* ARBEITSAUFTRAG 1
Woraus besteht laut dem Wanderbericht das Mahl, das rojosuiza hinter dem Passhotel einnimmt?

* TEXTAUSZUG
*****

Die Sonne scheint. In alle Richtungen ist der Himmel blau. Die Richtungsfindung ist kinderleicht. Schon bald kommt der erste Markierungsstein, Ospizio km 5. Das freut rojosuiza ausnehmend, denn den kritischen Teil der Wanderung durch die Tremola, die untere Tremola,  hat er jetzt hinter sich – wenn bei diesen Verhältnissen von ‚kritisch‘ auch wirklich gar keine Rede sein kann. Jetzt kommen eine Menge angenehmer Serpentinen, von denen dann und wann ein paar abgeschnitten werden können. Die Sonne strahlt, rojosuiza fotografiert wie wild, weil es überall um ihn her so schön ist. Immer wieder staunt er über die Galerie der neuen Strasse gegenüber im Hang des Fibbia. So schön. Er kommt zu einem einsamen roten Wächter im Weiss: das ACS-Rettungstelefon. Wo er in der Nähe der Passhöhe im Schnee doch einmal fast den Weg verlieren wollte, helfen 4 bis 5 Meter hohe Metallrohre, an denen sich sonst im Frühling wohl die Schneefräsen orientieren. Dann ist rojosuiza oben, es ist noch nicht einmal Mittag, und er hat seine Marschtabelle perfekt eingehalten. Die Sonne lässt den Schnee gleissen, im Hospiz wartet der Cappuccino, kein Zweifel. Doch alle Vorstellungskräfte des einsamen Wanderers reichen nicht aus: die Kaffebar öffnet sich nicht,  die Cappuccino-Quellen wollen nicht fliessen. Alles ist dicht, kein offener Winterraum zu finden, und es herrscht ein furchtbarer, eisiger Wind, der einem den Flugschnee in alle Ritzen blasen möchte. rojosuiza möchte jetzt gern sein Gipfelmahl einnehmen, vorgesorgt hat er ja. In der Sonne wäre es heller, wärmer, schöner, doch so voll dem Wind ausgesetzt! Eine Rast hier ist unmöglich. Wo rastet der Bergheld also? Hinter dem Passhotel versteckt, im tiefsten Schatten, aber das dafür  etwas windgeschützt. Das Mahl, woraus besteht es? – Für mehr als einen Becher Joghurt reicht es nicht, schon wollen die Pfötchen abfallen! Und Hunger hat der Bergheld auch keinen, nur weiter will er, weg von hier, weg von der so herbeigesehnten Passhöhe. Das Gamaschenanlegen ist ein Trauerspiel, rojosuiza verliert die Sonnenbrille und die Finger wollen nicht mehr. Aber anziehen muss er sie jetzt wohl, da sie hier wahrscheinlich doch nötig werden, so wie der Wind den Schnee verfrachtet.

*****

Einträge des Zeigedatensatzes

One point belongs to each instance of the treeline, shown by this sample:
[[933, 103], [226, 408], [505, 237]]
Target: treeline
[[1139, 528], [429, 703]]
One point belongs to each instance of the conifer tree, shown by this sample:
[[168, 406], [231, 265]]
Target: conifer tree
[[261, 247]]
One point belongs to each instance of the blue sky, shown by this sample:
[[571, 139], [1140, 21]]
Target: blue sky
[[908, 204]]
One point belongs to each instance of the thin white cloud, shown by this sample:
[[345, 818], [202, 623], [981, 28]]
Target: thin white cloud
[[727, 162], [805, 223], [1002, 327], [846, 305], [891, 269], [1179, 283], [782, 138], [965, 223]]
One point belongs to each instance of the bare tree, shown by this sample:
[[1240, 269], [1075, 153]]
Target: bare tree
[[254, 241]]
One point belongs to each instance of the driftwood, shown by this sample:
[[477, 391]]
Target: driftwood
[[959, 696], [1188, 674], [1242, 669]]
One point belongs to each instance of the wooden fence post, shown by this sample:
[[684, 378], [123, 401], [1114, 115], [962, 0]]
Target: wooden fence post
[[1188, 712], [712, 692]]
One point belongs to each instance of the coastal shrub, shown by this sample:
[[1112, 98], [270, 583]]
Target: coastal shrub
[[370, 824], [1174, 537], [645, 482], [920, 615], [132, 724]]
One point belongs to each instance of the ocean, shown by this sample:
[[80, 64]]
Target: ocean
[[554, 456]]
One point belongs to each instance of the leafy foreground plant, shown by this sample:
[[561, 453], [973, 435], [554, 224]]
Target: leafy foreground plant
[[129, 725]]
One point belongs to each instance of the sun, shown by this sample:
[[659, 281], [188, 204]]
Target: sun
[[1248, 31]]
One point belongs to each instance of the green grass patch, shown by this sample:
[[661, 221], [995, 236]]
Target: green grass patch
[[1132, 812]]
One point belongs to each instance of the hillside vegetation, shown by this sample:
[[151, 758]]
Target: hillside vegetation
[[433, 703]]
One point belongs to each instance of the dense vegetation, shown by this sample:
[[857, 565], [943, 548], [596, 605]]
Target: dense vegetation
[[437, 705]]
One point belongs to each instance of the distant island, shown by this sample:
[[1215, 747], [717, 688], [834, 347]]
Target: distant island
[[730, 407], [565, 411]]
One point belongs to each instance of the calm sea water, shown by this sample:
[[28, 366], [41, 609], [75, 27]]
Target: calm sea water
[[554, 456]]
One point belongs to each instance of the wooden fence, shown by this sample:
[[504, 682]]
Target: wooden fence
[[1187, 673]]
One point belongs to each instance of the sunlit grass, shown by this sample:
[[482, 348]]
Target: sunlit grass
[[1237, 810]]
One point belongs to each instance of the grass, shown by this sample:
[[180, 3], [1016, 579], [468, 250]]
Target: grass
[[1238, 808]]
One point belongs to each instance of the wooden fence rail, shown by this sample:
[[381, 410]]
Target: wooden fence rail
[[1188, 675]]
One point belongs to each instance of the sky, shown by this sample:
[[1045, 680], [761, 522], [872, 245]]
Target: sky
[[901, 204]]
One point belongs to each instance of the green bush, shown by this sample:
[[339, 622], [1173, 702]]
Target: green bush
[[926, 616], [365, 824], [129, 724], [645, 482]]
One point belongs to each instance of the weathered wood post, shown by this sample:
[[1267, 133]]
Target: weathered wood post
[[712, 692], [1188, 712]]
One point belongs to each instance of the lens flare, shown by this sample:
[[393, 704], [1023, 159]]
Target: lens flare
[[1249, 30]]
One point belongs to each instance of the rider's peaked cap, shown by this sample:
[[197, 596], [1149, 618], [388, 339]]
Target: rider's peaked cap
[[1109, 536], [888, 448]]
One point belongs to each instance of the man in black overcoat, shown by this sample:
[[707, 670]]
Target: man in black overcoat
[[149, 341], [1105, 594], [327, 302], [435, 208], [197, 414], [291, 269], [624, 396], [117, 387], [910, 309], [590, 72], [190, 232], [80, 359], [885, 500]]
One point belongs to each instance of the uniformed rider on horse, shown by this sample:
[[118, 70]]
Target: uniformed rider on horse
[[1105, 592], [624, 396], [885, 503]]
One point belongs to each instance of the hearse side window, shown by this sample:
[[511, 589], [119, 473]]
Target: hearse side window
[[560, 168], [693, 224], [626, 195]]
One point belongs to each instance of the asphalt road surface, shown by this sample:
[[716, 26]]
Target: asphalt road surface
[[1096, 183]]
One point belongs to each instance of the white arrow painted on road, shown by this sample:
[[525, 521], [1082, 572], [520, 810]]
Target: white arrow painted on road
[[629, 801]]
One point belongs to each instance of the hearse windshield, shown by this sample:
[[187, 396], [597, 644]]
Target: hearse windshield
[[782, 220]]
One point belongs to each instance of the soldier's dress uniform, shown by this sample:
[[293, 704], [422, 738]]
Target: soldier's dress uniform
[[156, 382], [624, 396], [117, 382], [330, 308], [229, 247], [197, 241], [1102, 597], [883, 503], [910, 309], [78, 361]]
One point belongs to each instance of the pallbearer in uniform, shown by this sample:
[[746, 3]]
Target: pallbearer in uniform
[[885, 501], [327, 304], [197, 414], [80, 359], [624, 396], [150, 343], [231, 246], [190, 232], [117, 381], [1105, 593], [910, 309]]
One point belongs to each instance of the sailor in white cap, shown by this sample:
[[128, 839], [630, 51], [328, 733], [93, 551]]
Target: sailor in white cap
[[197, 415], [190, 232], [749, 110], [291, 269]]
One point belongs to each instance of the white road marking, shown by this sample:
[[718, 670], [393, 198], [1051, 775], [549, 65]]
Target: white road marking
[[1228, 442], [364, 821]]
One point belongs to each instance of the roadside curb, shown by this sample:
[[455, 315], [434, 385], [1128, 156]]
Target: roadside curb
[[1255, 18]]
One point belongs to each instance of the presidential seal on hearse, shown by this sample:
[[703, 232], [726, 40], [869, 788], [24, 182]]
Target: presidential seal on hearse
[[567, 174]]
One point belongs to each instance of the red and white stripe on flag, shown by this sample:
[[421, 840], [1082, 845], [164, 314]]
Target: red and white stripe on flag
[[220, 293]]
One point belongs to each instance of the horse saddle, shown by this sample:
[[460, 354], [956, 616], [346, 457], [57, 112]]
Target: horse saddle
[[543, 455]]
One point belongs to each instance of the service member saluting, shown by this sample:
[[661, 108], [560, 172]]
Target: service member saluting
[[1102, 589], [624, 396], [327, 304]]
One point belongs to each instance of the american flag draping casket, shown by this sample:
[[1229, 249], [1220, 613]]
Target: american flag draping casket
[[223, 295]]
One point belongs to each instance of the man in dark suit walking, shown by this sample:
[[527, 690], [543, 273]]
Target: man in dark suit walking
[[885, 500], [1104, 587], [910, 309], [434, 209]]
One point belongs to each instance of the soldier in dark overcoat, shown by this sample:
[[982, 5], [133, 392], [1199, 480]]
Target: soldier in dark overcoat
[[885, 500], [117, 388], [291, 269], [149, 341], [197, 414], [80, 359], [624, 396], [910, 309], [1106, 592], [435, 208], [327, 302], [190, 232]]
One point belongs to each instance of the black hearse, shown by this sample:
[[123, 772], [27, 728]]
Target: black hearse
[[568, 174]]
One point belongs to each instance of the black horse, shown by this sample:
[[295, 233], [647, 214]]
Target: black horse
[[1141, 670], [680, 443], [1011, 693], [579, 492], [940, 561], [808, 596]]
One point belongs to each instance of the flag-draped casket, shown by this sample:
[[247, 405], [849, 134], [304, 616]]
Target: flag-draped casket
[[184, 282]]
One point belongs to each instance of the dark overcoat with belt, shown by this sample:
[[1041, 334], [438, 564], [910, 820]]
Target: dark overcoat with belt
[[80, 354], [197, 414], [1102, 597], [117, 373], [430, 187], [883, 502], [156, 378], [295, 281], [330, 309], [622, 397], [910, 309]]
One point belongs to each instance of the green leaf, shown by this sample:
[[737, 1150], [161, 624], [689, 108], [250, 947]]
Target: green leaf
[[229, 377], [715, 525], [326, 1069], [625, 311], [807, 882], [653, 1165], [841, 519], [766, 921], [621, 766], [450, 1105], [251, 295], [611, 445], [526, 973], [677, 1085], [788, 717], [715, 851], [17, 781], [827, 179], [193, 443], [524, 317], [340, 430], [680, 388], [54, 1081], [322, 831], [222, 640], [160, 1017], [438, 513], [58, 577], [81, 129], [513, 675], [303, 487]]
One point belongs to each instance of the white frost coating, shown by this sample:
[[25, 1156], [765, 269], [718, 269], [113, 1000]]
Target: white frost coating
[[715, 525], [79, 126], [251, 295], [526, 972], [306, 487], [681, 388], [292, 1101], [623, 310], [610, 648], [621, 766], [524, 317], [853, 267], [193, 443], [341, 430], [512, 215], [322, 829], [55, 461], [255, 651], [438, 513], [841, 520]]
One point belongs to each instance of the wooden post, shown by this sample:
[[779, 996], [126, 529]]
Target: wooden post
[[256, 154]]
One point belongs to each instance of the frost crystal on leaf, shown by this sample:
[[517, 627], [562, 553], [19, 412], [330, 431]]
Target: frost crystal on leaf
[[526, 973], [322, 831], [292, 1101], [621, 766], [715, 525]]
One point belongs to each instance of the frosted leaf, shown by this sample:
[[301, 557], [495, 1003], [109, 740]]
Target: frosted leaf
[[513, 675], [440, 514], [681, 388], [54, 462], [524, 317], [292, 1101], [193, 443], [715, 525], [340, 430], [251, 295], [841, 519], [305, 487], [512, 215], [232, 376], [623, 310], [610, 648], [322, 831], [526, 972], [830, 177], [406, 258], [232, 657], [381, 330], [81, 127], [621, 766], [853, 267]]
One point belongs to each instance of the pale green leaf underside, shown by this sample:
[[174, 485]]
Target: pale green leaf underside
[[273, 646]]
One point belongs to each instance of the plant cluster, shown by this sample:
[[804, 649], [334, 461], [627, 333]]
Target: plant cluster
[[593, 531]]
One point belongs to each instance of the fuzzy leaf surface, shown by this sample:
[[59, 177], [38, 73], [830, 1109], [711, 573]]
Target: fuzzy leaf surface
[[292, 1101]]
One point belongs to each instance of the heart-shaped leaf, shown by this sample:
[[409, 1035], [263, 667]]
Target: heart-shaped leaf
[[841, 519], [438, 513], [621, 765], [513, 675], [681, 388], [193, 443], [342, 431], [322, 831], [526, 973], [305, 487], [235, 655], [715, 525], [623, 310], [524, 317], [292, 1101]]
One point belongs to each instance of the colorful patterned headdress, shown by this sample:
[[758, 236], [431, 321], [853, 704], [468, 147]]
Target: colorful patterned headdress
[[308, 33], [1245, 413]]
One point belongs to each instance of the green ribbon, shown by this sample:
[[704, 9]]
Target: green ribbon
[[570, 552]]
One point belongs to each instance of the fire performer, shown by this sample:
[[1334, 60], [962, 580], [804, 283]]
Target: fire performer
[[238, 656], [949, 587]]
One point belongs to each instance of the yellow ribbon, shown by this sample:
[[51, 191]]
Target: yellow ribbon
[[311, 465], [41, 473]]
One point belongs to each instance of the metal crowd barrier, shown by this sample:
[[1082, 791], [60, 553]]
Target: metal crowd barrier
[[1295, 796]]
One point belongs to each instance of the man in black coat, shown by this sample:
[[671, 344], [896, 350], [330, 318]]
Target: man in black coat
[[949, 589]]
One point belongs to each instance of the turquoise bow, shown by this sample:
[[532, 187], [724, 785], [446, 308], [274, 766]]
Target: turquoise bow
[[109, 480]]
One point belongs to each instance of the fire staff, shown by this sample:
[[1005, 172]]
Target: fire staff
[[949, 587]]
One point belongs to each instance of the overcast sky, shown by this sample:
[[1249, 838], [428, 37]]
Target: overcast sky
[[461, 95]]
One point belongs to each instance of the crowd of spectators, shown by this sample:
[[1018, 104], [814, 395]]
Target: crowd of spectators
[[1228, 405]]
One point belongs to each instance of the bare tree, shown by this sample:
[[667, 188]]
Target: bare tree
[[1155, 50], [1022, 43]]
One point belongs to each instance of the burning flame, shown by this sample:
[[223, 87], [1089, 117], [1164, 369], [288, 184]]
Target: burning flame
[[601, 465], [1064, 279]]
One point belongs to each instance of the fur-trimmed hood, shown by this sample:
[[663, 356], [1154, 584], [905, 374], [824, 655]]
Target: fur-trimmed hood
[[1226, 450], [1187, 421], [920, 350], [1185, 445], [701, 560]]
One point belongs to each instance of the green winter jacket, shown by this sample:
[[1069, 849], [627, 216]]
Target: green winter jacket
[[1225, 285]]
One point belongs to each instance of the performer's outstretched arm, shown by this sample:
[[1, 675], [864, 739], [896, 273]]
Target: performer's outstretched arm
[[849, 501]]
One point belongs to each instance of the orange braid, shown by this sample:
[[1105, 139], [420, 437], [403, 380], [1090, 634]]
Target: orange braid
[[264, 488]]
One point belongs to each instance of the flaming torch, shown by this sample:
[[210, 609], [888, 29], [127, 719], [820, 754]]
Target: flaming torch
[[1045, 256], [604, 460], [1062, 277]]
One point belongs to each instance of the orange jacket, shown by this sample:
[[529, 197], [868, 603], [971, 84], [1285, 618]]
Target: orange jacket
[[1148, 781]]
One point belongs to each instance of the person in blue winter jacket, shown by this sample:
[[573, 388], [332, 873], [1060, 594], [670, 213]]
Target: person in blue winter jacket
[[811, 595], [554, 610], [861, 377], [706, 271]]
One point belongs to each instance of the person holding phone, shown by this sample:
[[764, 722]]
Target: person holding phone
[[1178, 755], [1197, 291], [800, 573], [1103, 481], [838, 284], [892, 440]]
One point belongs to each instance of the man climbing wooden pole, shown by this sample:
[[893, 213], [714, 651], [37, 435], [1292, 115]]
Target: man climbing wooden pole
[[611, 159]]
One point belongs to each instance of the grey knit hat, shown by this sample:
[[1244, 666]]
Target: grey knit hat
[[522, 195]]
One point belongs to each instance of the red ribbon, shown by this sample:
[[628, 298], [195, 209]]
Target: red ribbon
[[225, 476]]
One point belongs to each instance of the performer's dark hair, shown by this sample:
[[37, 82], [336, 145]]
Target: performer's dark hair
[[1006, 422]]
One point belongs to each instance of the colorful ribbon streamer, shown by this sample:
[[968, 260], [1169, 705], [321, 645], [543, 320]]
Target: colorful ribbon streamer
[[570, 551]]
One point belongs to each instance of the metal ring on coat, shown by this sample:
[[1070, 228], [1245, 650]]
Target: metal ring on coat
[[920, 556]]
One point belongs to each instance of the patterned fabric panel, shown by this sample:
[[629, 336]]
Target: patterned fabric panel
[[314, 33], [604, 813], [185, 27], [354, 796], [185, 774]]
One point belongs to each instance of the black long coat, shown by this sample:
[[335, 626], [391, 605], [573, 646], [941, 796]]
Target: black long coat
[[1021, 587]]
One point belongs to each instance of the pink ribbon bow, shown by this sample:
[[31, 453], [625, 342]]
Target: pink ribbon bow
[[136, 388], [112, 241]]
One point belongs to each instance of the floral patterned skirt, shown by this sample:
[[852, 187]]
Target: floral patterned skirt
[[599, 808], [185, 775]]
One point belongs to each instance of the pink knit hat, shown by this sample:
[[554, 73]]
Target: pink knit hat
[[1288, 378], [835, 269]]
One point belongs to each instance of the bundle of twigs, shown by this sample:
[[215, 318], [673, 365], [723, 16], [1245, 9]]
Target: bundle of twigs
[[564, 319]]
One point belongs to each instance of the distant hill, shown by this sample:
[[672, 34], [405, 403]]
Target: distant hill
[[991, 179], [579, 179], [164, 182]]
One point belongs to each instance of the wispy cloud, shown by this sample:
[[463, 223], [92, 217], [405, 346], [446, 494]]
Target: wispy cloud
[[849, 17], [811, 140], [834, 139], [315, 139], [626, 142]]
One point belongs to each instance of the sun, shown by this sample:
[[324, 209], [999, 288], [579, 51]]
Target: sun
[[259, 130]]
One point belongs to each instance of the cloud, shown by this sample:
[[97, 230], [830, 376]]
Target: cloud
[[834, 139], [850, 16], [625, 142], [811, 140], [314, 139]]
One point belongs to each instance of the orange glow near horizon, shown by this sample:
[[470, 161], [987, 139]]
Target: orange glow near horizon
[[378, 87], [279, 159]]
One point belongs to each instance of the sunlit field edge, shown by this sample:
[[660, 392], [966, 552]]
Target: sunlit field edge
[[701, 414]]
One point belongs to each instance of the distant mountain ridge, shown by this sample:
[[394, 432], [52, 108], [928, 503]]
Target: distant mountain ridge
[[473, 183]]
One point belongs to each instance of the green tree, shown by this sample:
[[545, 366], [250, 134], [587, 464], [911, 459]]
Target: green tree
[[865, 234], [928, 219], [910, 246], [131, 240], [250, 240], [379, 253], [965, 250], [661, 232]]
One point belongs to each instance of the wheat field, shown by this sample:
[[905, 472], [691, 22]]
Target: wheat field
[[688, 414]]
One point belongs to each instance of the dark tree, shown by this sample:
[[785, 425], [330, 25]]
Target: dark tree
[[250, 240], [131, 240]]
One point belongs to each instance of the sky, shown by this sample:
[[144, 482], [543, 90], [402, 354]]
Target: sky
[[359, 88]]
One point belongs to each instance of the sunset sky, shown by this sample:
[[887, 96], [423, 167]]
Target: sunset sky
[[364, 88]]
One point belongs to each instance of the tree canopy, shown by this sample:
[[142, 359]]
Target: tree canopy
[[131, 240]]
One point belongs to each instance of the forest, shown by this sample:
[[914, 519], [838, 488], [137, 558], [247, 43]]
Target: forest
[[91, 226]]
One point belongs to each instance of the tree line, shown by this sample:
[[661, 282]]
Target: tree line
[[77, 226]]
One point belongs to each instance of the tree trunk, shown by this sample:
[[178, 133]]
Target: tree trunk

*****

* ARBEITSAUFTRAG 2
Wiederholen Sie aus der Auflistung die Zeilen, beginnend mit der Zeile, die „One point belongs to each instance of the distant hill, shown“ enthält, und endend mit der Zeile, die „[[849, 17], [811, 140], [834, 139], [315, 139], [626, 142]]“ enthält.

* SCHRIFTLICHE ANTWORT 1
Aus einem Becher Joghurt.

* SCHRIFTLICHE ANTWORT 2
One point belongs to each instance of the distant hill, shown by this sample:
[[672, 34], [405, 403]]
Target: distant hill
[[991, 179], [579, 179], [164, 182]]
One point belongs to each instance of the wispy cloud, shown by this sample:
[[463, 223], [92, 217], [405, 346], [446, 494]]
Target: wispy cloud
[[849, 17], [811, 140], [834, 139], [315, 139], [626, 142]]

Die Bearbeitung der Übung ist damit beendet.